TASK STATEMENT
Copy every line of the material below word for word.

RECORD EXCERPTS
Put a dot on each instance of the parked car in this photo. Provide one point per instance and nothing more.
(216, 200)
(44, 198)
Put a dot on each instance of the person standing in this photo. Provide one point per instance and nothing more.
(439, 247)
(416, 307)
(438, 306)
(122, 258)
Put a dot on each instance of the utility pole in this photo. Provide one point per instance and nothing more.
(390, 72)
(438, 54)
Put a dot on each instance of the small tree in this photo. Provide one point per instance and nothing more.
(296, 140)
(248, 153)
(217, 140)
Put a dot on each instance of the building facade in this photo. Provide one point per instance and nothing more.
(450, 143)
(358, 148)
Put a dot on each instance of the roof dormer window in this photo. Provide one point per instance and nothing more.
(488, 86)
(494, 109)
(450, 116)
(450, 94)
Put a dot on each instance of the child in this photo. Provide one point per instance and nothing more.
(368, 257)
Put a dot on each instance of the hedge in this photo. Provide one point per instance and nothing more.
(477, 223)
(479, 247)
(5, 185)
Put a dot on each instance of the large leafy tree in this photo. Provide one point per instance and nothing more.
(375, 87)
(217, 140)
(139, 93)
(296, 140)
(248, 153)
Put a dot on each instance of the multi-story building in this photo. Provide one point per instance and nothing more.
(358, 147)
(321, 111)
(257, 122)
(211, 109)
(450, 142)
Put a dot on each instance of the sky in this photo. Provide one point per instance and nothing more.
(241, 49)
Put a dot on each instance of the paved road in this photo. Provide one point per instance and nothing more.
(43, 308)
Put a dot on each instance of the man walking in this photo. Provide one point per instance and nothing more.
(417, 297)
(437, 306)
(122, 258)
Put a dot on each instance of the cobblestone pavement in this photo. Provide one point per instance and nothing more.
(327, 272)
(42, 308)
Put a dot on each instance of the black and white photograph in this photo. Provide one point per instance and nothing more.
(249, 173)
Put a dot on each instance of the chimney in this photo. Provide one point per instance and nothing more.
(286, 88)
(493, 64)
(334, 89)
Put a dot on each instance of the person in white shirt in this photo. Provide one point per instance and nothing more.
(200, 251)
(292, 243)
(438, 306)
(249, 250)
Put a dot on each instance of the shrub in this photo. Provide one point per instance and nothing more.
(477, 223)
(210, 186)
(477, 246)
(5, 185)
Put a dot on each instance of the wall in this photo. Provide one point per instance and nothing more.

RESPONSE TO THE TASK
Put a dot on each instance of the parked car in this photo. Provide one point per instance and nothing more.
(216, 200)
(44, 198)
Put a dot on each instance of the person standing in this photo. Provide one point per instance and nothing more.
(439, 247)
(416, 307)
(438, 306)
(122, 258)
Put a dot on each instance of the utility pole in this photo. Provide one point per instance and nothing more.
(390, 72)
(438, 54)
Put a dot on each instance of the small tree in this photo. Provide one point per instance and nothing more.
(296, 140)
(248, 153)
(217, 140)
Put a dot on each instance of the building facade in this photo. Provide one point per instance and nothing more.
(450, 143)
(358, 148)
Put a dot on each instance of the roof dormer window in this photo. Provide one point per instance and nothing more.
(488, 86)
(494, 109)
(450, 116)
(450, 94)
Put a dot on each instance of the child in this photo. Provide one point per instance and nothing more.
(368, 257)
Put a dot on each instance of the hedge in this photo. Provide one point per instance and nothing more.
(477, 223)
(479, 247)
(5, 185)
Put a dot on each instance of the large leafy tree in this photo. Provide one point per instance and nothing more.
(375, 87)
(217, 140)
(139, 93)
(296, 140)
(248, 153)
Put a dot on each instance of the multi-story building in this photo. Provide one point per instance and nothing more.
(358, 147)
(321, 111)
(257, 122)
(211, 109)
(450, 142)
Put a dot on each instance of the sky in this photo. Provide one point per instance and nothing more.
(241, 49)
Put a dot on each instance of the paved road in this photo. Provide one point per instance and nothing more.
(43, 308)
Put a dot on each instance of the man walking in this photo. Provide one point per instance and nothing more.
(417, 297)
(437, 306)
(122, 258)
Put a dot on each instance of the cobblestone pavement in this photo. Provide one point per instance and nothing more.
(327, 272)
(42, 308)
Put a dot on each instance of the black and white photograph in this photo. Provide one point per instance and nothing more.
(249, 173)
Put a dot on each instance of the chimney in this photo. Provide one point per instance and nothing more.
(286, 88)
(493, 64)
(334, 89)
Put a dot on each instance of the person in white shirt in this photo. Provide one point per instance and nothing more.
(200, 251)
(292, 243)
(438, 306)
(249, 250)
Put a dot on each instance of the shrub in this photo. Provide one point per instance and nothing more.
(477, 223)
(210, 186)
(477, 246)
(5, 185)
Put a dot on each instance of the wall in this photo. Provide one point per instance and nothing more.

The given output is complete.